* _Natural-language object grounding data_
.....

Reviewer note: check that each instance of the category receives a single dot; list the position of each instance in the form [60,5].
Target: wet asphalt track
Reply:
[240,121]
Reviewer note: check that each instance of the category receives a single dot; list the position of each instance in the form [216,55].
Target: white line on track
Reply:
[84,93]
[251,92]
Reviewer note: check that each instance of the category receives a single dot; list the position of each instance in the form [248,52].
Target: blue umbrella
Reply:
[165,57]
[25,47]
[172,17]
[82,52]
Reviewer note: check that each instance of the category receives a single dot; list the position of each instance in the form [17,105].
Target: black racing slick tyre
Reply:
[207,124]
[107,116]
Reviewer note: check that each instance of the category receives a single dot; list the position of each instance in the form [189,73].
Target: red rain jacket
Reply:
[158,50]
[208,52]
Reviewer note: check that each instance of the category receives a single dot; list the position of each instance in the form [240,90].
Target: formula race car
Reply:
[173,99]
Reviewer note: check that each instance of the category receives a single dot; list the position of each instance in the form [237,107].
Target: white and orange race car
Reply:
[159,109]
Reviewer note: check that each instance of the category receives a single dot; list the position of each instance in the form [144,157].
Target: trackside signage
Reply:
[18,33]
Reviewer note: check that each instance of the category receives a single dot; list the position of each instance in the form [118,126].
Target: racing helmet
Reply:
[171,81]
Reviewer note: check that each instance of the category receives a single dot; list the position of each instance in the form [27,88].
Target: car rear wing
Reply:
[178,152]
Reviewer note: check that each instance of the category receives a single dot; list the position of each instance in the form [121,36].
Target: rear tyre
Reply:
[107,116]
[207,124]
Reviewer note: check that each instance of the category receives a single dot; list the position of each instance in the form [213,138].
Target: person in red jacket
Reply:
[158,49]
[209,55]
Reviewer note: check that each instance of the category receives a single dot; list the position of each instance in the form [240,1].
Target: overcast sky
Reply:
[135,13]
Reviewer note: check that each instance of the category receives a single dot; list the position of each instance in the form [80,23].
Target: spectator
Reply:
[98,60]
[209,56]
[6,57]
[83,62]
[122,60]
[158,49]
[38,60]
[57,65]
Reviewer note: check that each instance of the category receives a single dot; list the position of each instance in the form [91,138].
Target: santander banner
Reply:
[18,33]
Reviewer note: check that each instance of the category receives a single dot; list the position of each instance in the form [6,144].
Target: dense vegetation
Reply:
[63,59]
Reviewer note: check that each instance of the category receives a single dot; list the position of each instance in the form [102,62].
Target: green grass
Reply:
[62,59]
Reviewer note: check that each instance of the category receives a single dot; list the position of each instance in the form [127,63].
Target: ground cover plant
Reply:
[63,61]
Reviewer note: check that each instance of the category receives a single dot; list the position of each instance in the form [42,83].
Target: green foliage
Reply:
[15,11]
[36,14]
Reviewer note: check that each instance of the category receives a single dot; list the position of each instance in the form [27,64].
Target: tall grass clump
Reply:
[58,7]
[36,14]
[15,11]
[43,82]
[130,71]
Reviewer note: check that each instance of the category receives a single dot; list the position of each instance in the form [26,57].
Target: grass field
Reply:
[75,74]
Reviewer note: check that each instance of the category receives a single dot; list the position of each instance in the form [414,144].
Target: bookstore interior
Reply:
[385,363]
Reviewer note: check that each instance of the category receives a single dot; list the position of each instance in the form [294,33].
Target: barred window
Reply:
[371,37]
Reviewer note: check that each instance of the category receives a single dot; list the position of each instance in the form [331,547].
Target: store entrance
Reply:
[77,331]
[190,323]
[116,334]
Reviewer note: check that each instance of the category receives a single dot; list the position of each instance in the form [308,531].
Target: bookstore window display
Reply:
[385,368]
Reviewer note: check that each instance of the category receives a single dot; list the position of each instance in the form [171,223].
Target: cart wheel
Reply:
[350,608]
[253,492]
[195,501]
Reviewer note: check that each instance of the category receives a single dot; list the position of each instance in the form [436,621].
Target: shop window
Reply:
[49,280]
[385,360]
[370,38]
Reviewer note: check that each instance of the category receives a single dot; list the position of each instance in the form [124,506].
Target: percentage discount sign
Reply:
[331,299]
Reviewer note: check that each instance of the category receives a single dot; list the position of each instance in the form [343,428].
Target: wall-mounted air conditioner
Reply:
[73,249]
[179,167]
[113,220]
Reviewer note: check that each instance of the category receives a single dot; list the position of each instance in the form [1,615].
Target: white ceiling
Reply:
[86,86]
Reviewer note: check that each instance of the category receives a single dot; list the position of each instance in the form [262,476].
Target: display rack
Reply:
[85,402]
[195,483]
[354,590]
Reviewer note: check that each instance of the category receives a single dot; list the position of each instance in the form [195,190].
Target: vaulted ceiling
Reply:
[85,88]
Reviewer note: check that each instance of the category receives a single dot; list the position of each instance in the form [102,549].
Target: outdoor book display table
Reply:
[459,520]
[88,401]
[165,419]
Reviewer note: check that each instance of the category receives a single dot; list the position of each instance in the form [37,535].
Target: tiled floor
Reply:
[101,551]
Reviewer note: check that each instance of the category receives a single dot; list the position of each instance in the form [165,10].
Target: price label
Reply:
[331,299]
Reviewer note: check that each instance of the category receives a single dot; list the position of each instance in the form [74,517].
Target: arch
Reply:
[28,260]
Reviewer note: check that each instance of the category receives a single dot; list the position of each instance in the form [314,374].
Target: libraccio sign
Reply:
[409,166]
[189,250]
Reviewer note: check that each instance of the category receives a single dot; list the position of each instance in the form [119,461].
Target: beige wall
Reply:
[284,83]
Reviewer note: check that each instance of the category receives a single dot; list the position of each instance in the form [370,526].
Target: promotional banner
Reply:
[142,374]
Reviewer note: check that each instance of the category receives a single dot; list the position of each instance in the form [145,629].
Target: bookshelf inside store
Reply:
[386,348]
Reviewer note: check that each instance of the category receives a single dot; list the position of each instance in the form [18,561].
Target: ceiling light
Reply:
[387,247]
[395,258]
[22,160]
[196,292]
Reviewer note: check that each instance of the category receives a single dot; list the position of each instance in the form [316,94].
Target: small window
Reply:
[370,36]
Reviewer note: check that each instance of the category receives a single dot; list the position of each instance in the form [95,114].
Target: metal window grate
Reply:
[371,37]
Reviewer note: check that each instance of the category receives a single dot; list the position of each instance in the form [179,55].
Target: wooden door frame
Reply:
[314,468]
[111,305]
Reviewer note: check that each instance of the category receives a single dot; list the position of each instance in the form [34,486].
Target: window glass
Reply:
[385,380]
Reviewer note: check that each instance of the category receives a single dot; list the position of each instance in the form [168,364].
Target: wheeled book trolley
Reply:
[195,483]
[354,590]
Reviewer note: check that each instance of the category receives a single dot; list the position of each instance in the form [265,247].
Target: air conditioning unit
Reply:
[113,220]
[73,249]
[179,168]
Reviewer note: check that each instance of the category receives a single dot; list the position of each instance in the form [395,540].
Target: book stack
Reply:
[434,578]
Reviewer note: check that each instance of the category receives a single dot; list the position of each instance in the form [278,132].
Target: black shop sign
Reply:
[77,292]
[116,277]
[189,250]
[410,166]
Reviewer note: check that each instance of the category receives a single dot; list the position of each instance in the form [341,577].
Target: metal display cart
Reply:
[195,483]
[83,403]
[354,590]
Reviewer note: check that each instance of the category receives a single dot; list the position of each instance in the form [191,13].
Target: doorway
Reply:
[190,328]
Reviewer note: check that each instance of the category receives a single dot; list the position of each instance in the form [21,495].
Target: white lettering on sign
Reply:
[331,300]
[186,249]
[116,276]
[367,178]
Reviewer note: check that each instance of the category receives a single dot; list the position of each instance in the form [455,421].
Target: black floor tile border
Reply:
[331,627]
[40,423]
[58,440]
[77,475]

.....

Please reproduce the records above in their entirety, exactly as given.

* _Result below_
Reviewer note: check that each instance of the category receives a single dot; list the position of each instance in the form [60,5].
Target: wet asphalt track
Reply:
[240,121]
Reviewer note: check that each instance of the category receives a single dot; list the position of each instance in the form [216,55].
Target: white line on track
Reply:
[84,93]
[251,92]
Reviewer note: check that each instance of the category receives a single dot; list the position of each instance in the form [248,52].
Target: blue umbrella
Reply:
[165,57]
[25,47]
[172,17]
[82,52]
Reviewer note: check that each instance of the category receives a single dot; list the position of each instance in the form [17,105].
Target: black racing slick tyre
Reply:
[207,124]
[107,116]
Reviewer note: check that each instance of the category receives a single dot; list the position of each instance in the form [189,73].
Target: red rain jacket
Reply:
[158,50]
[208,52]
Reviewer note: check that each instance of the category receives a single dot; list the position of each instance in the form [240,90].
Target: formula race car
Reply:
[173,99]
Reviewer note: check that each instance of the category receives a single dot; list the position of each instance in the form [237,107].
Target: white and orange race car
Reply:
[159,109]
Reviewer note: check that each instance of the category receives a single dot; list the position of each instance in the form [144,157].
Target: trackside signage
Reply:
[18,33]
Reviewer note: check that each instance of the category receives a single dot; list the position of each instance in the form [118,126].
Target: racing helmet
Reply:
[171,81]
Reviewer note: check that each instance of the category receives a single dot; list the position of each instance in the form [27,88].
Target: car rear wing
Reply:
[178,152]
Reviewer note: check that each instance of the category receives a single dot; list the position of each instance in the form [121,36].
Target: rear tyre
Reply:
[107,116]
[207,124]
Reviewer note: check that each instance of the category receives a single dot; list the position of each instance in the form [213,138].
Target: person in red jacket
Reply:
[158,49]
[209,55]
Reviewer note: check that each instance of the category receives a single dot; list the position of each instance in the form [240,1].
Target: overcast sky
Reply:
[135,13]
Reviewer note: check that each instance of the category receives a single dot; list the position of each instance in the form [80,23].
Target: spectator
Reply:
[98,60]
[209,56]
[6,57]
[83,62]
[122,60]
[158,49]
[38,60]
[57,65]
Reviewer note: check that each instance of the category receives a single dot; list the position of each instance in the form [91,138].
Target: santander banner
Reply:
[18,33]
Reviewer note: check that each instance of the category receives a single dot; list the position of each instance in the form [6,144].
Target: dense vegetation
Reply:
[63,59]
Reviewer note: check that each instance of the category receives a single dot; list the position of each instance in the form [102,62].
Target: green grass
Reply:
[62,59]
Reviewer note: check that each instance of the category receives a single dot; list the position of each instance in the form [127,63].
Target: ground cover plant
Reply:
[63,61]
Reviewer note: check that each instance of the category receives a single dot; list the position of each instance in the form [42,83].
Target: green foliage
Reply:
[15,11]
[36,14]
Reviewer note: check that each instance of the category receives a single dot; list the position of each instance in the form [27,64].
Target: tall grass clump
Reply:
[58,7]
[36,14]
[15,11]
[43,82]
[130,71]
Reviewer note: check that each instance of the category receives a single dot; list the position of each instance in the form [26,57].
Target: grass field
Reply:
[75,74]
Reviewer note: check that each instance of the category receives a single dot; list the position of each instance in the form [414,144].
Target: bookstore interior
Reply:
[385,363]
Reviewer note: check that each instance of the category receives a single dot; list the position of each instance in the form [294,33].
Target: barred window
Reply:
[371,37]
Reviewer note: check that each instance of the category receives a single dot; list the position of each instance in the form [331,547].
Target: store entrance
Reply:
[77,331]
[190,323]
[116,334]
Reviewer note: check that each instance of the category receives a single dot; list the position of each instance in the form [308,531].
Target: bookstore window display
Reply:
[385,368]
Reviewer note: check that each instance of the category receives a single dot; list the position of each instance in the form [171,223].
Target: cart wheel
Reply:
[350,608]
[253,492]
[195,501]
Reviewer note: check that each instance of the category receives a single dot; list the position of each instance in the form [436,621].
Target: shop window
Reply:
[49,280]
[385,360]
[370,38]
Reviewer note: check that each instance of the category receives a single dot; list the position of each instance in the form [124,506].
Target: percentage discount sign
Reply:
[331,299]
Reviewer note: check that each instance of the category receives a single dot; list the position of each instance in the form [343,428].
Target: wall-mounted air conditioner
Reply:
[73,249]
[179,167]
[113,220]
Reviewer note: check that each instance of the category receives a single dot; list the position of each instance in the form [1,615].
Target: white ceiling
Reply:
[86,86]
Reviewer note: check that each instance of the category receives a single dot; list the position of each instance in the form [262,476].
Target: display rack
Reply:
[85,402]
[195,483]
[354,590]
Reviewer note: check that each instance of the category receives a single dot; list the position of each instance in the form [195,190].
Target: vaulted ceiling
Reply:
[85,88]
Reviewer note: check that each instance of the category receives a single dot; list the position of each instance in the form [102,549].
Target: outdoor book display table
Reply:
[459,520]
[88,401]
[165,419]
Reviewer note: check that each instance of the category receives a single dot; list the position of each instance in the form [37,535].
Target: tiled floor
Reply:
[101,551]
Reviewer note: check that each instance of the category receives a single dot; list the position of each instance in the form [165,10].
Target: price label
Reply:
[331,299]
Reviewer note: check that each instance of the category receives a single dot; list the position of each instance in the form [74,517].
Target: arch
Reply:
[28,260]
Reviewer note: check that each instance of the category receives a single dot; list the position of each instance in the form [314,374].
Target: libraccio sign
Reply:
[409,166]
[189,250]
Reviewer note: check that each instance of the category receives a single dot; list the position of each instance in the form [119,461].
Target: beige wall
Reply:
[284,83]
Reviewer note: check that each instance of the category receives a single dot; list the position of each instance in the form [370,526].
Target: promotional banner
Reply:
[142,374]
Reviewer note: check that each instance of the category receives a single dot; list the position of each instance in the form [145,629].
Target: bookshelf inside store
Reply:
[386,348]
Reviewer note: check that each instance of the category receives a single dot; list the position of each instance in the form [18,561].
Target: ceiling light
Reply:
[387,247]
[395,258]
[22,160]
[196,292]
Reviewer note: check that each instance of the category receives a single dot; list the position of each instance in the form [316,94].
Target: small window
Reply:
[370,36]
Reviewer note: check that each instance of the category receives a single dot; list the position of each instance in the form [95,114].
Target: metal window grate
Reply:
[371,37]
Reviewer note: check that each instance of the category receives a single dot; list the position of each instance in the form [179,55].
Target: wooden door frame
Reply:
[314,468]
[111,305]
Reviewer note: check that each instance of the category receives a single dot; list the position of each instance in the form [34,486].
Target: window glass
Reply:
[385,380]
Reviewer note: check that each instance of the category receives a single dot; list the position of each instance in the form [168,364].
Target: wheeled book trolley
Reply:
[195,483]
[354,590]
Reviewer note: check that each instance of the category receives a single dot; list the position of each instance in the form [265,247].
Target: air conditioning unit
Reply:
[113,220]
[73,249]
[179,168]
Reviewer note: check that each instance of the category receives a single dot; list the position of each instance in the form [395,540].
Target: book stack
Reply:
[434,578]
Reviewer note: check that each instance of the category receives a single dot; list the position of each instance in the form [278,132].
Target: black shop sign
Reply:
[77,292]
[116,277]
[189,250]
[410,166]
Reviewer note: check that each instance of the category receives a single dot; list the position of each instance in the form [341,577].
Target: metal display cart
Reply:
[195,483]
[83,403]
[354,590]
Reviewer note: check that each instance of the category receives a single dot; list the position of each instance in the form [191,13].
Target: doorway
Reply:
[190,328]
Reviewer note: check that each instance of the category receives a single dot; list the position of each instance in the form [21,495].
Target: white lettering on sign
Reply:
[331,300]
[186,249]
[116,276]
[367,178]
Reviewer note: check that each instance of the category receives a single dot; list the position of each instance in the form [455,421].
Target: black floor tile border
Reply:
[331,627]
[40,423]
[58,440]
[77,475]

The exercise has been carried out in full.